● Assigned task
Render this sentence from the Yamaha SY85 battery guide in Spanish: "The SY85 checks the internal battery voltage at power-on."

(Document text Opens)

Yamaha SY85 Battery Replacement Guide


The Yamaha SY85 has an internal 3 Volt Lithium battery that keeps all the synthesizer settings, patches, performances and sequence memory intact when the unit is powered off. It also supplies standby power to any SYEMB06 memory modules you may have installed.

If the battery voltage is low you could lose all your internal settings!
A number of unusual problems may also appear when you use the SY85. Be aware that an exhausted battery may leak and cause damage to the PCB and surrounding components.

The SY85 checks the internal battery voltage at power-on.
If the SY85 LCD displays this message at power-on you must replace the battery:

You can manually check the battery voltage by switching the unit on and pressing this button sequence below to bring you into the diagnostics menu:
[SHIFT] + [STORE] + [EXIT / NO] all held down in that sequence.

When you enter the diagnostics menu a message similar to this will appear:

After a few seconds the display will switch to the menu mode and will display these options:

To check the battery voltage press the panel buttons in this sequence:
[+1] then [PAGE >] then [PAGE >] then [ENTER / YES]

The display will show the battery voltage screen:

If your voltage is less than 3.0V you should think about changing the battery soon.

To exit out of the diagnostics menu press this sequence of buttons:
[EXIT / NO] then [+1]

The SY85 will now re-boot like it does at power-on.

(Document text Closes)
(Data extracts Opens)

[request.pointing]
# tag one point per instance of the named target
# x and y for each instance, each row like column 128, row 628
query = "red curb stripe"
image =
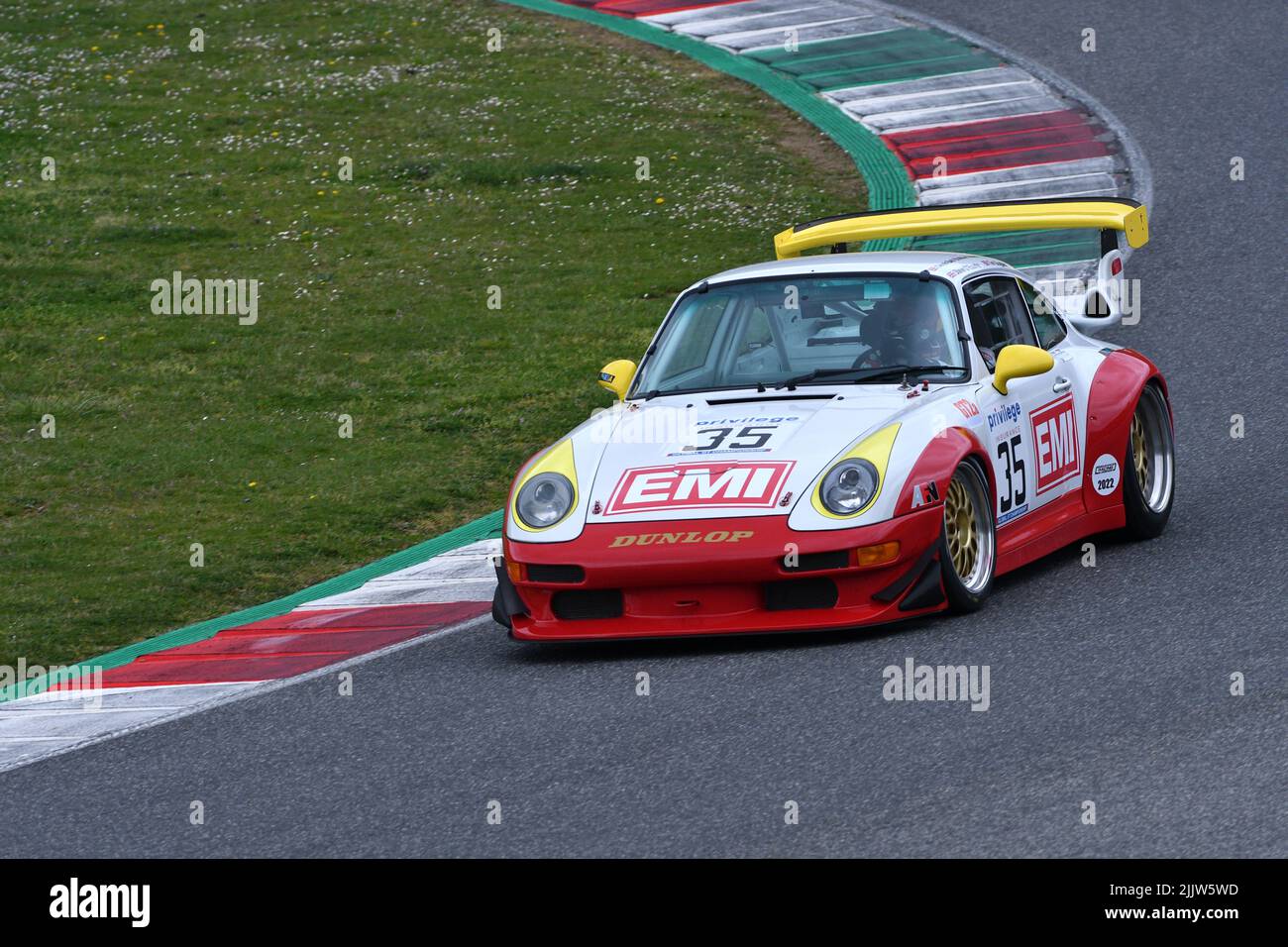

(Data extracts Closes)

● Solution for this problem
El SY85 comprueba el voltaje de la batería interna al encenderse.